=== Your task ===
Extend the Perl 6 excerpt below by writing what comes after its last sentence.

=== Excerpt ===
***
Wait a minute!, I hear you object, Input handles that do output??? Actually, you've been using handles like that for decades. In most languages, every time you do a read from standard input, the first thing the input operation does is flush the standard output buffer. That's why something like:
print "nuqneH? ";
$request = <>;
pre-prints the prompt correctly, even though it doesn't end in a newline.
So input and output mechanisms are already carrying on a secret relationship.
The only change here is that now you're allowed to have the input
handle add a little something to the output before it flushes the buffer.
That's done with the prompts property. If an input handle has that property,
its value is written to $*OUT just before the input handle reads. So
we can replace:
for (print "Search? "; <>; print "Search? ";) { # Perl 5 (or 6)
with
$ARGS prompts("Search? "); # Perl 6
while (<$ARGS>) {
Technically, that should of course be:
$ARGS is prompts("Search? ");
but that grates unbearably. Fortunately the is is optional in
contexts -- such as this one -- where it can be inferred.
Note that, because the is operation returns its left operand (even
when the is is invisible!), we could also use the rather elegant:
while (<$ARGS prompts("Search? ")>) {
In fact, this one-line version may often be preferable, since the value
of the prompts property might be changed somewhere inside the loop
and this resets it on each iteration.
The exact semantics of the prompting mechanism aren't nailed down yet, so it may also be possible to use a subroutine reference as a dynamic prompt (the handle would call the subroutine before each read and pre-print the return value).
Haven't we met before? (part 1)
Having requested and read in a value, the search-and-report code is almost entirely familiar:
if (my $node = search($root, $_)) {
print "Found $_ at $node: $node{VALUE}\n"
print "(again!)\n" if $node{VALUE}.Found > 1;
}
else {
print "No $_ in tree\n"
}
}
The only lurking Perl6ism is the use of the user-defined Found
property to report repeated searches.
The call to $node{VALUE}.Found would normally be a method call (in Perl 6
-> is spelled .). But since $node{VALUE} is just a regular
unblessed int, there is no Found method to call. So Perl treats the request
as a property query instead and returns (an alias to) the
corresponding property.
Take that! And that!
In Perl 6, subroutines can -- optionally -- specify proper parameter lists (as opposed to the not-evil-just-misunderstood argument context prototypes that Perl 5 allows).
For instance the insert subroutine, declares itself to take two
parameters:
sub insert (HASH $tree is rw, int $val) {
The first parameter specifies that the first argument must be a
reference to a hash and is to be assigned to the lexical variable
$tree. Defining the first parameter to be a hash reference means that
any attempt to use it in some other way (e.g. trying to do an subroutine
call through it, trying to pass it an explicit array reference, etc.)
can be caught and punished -- at compile-time.
***
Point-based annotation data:
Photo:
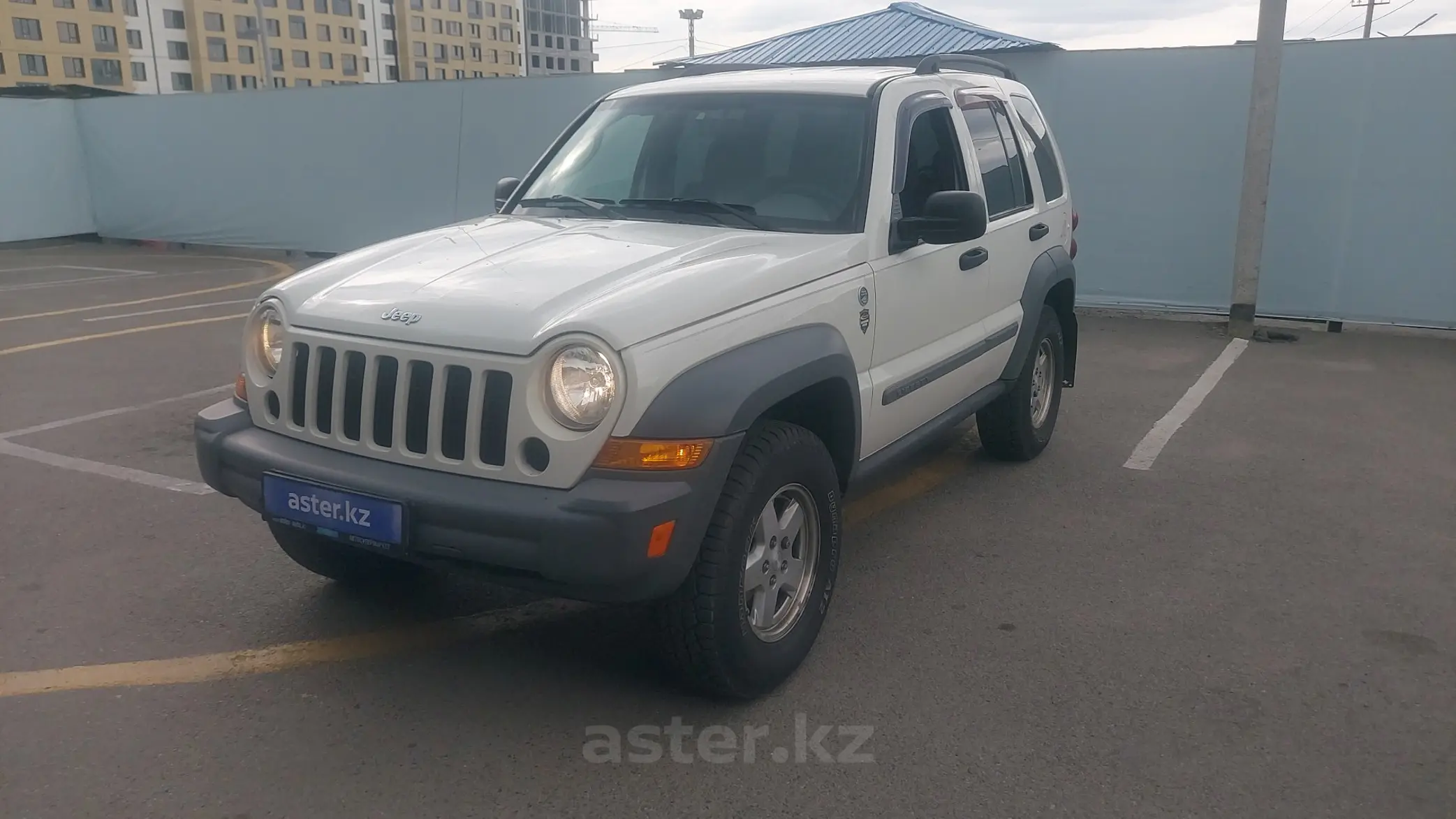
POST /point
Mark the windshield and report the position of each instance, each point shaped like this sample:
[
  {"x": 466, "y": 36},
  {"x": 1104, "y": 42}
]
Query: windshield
***
=== Reply ===
It's important to understand that, by default, named parameters are
not like the elements of @_. Specifically, even though each
argument is passed to its corresponding parameter by reference (for
efficiency), the parameter variable itself is automatically declared
constant, so any attempt to assign to it results in a compile-time
error. This is intended to reduce the incidence of people accidentally
people shooting themselves in the foot.
Of course, this being Perl, when we really do need to draw a bead on
those metatarsals, we can. To allow assignments to a named parameter --
assignments that will propagate back to the original argument -- we
need to to declare the parameter with the standard rw (read-write)
property. It then becomes an fully assignable alias for the original
argument, which in this example allows us to autovivify it (see We don't need no stinking backslashes).
The @_ argument array is still available in Perl 6, but only when
we declare subroutines in the Perl 5 manner -- without a parameter list.
See A good, old-fashioned show).
The second parameter of insert is defined to take an integer value.
By using the type int instead of INT, we're once again explicitly
promising not to do bizarre things with the referent (at
least, not within the body of insert). The compiler might be able to
use this information to optimize the subroutine's code in some way.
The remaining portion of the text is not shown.